Example of By-laws pertaining to capital stock and patronage refunds
IV. CAPITAL STOCK
1. Issuance and terms. To evidence capital funds provided by owners, the Cooperative shall issue its common stock with a par value of five dollars per share. Common shares may be issued only to persons eligible for and admitted to ownership in the Cooperative. Shares shall be issued only upon full payment of their purchase price.
2. Certificates. Every holder of a fully paid share shall be entitled to receive a certificate evidencing such holding. All certificates shall be signed personally or by facsimile by an authorized officer and shall be numbered and recorded in a stock register maintained by the Cooperative. Each certificate shall contain a prominent notation that it is not transferable and that voting rights pertain only to ownership in the Cooperative on the basis of one voice or vote per owner. The Cooperative may issue a replacement certificate for any certificate alleged to have been lost, stolen or destroyed without requiring the giving of a bond or other security against related losses.
3. Redemption. Upon request following termination of ownership, common shares shall be redeemed when replacement capital is provided by other owners. Such shares shall be redeemable at the lesser of their carrying value on the books of the Cooperative or their net book value, less a reasonable processing fee, if any, as determined under a uniform policy by the Board. Redemption proceeds shall be subject to offset by amounts due and payable to the Cooperative by the owner. No redemption shall be made when such payment would impair the ability of the Cooperative to meet its other obligations as they become due. Reapplications for ownership after full or partial redemption shall be subject to full repayment of redemption proceeds. The Cooperative shall have the right to recall, at its carrying value on the books of the Cooperative, any shares held by an owner in excess of the amount required for ownership status.

= = =

__Instructions for the task__.
Write out the capital stock by-laws word for word, from the heading through the last sentence. The lines that come next have no connection to the capital stock by-laws.

Stored data entries:
= = =

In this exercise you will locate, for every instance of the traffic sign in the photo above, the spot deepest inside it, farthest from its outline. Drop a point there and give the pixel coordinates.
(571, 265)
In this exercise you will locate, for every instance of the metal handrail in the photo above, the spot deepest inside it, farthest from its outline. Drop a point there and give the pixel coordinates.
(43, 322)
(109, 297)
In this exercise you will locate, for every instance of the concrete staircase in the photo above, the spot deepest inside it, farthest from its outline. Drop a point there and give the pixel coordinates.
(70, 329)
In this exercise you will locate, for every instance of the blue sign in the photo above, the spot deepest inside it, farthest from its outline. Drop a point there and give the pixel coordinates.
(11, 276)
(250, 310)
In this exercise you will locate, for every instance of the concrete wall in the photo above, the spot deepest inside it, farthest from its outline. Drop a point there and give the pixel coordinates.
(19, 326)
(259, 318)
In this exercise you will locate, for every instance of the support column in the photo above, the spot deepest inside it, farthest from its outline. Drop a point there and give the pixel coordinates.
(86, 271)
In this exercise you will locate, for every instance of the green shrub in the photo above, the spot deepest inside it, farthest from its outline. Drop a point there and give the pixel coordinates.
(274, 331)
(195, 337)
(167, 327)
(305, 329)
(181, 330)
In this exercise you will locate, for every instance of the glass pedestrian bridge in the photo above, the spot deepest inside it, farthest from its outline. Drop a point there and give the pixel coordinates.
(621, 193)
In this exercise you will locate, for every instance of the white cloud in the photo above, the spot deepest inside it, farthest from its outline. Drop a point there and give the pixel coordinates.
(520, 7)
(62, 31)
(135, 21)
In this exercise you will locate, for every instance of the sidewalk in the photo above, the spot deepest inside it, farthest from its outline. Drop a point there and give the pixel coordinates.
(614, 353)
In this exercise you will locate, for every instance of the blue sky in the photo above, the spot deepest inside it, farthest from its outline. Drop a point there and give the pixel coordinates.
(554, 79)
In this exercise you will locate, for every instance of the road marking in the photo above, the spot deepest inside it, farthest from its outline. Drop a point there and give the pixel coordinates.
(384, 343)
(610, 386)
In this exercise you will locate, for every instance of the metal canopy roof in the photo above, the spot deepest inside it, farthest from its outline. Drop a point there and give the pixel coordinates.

= = =

__Answer__.
Example of By-laws pertaining to capital stock and patronage refunds
IV. CAPITAL STOCK
1. Issuance and terms. To evidence capital funds provided by owners, the Cooperative shall issue its common stock with a par value of five dollars per share. Common shares may be issued only to persons eligible for and admitted to ownership in the Cooperative. Shares shall be issued only upon full payment of their purchase price.
2. Certificates. Every holder of a fully paid share shall be entitled to receive a certificate evidencing such holding. All certificates shall be signed personally or by facsimile by an authorized officer and shall be numbered and recorded in a stock register maintained by the Cooperative. Each certificate shall contain a prominent notation that it is not transferable and that voting rights pertain only to ownership in the Cooperative on the basis of one voice or vote per owner. The Cooperative may issue a replacement certificate for any certificate alleged to have been lost, stolen or destroyed without requiring the giving of a bond or other security against related losses.
3. Redemption. Upon request following termination of ownership, common shares shall be redeemed when replacement capital is provided by other owners. Such shares shall be redeemable at the lesser of their carrying value on the books of the Cooperative or their net book value, less a reasonable processing fee, if any, as determined under a uniform policy by the Board. Redemption proceeds shall be subject to offset by amounts due and payable to the Cooperative by the owner. No redemption shall be made when such payment would impair the ability of the Cooperative to meet its other obligations as they become due. Reapplications for ownership after full or partial redemption shall be subject to full repayment of redemption proceeds. The Cooperative shall have the right to recall, at its carrying value on the books of the Cooperative, any shares held by an owner in excess of the amount required for ownership status.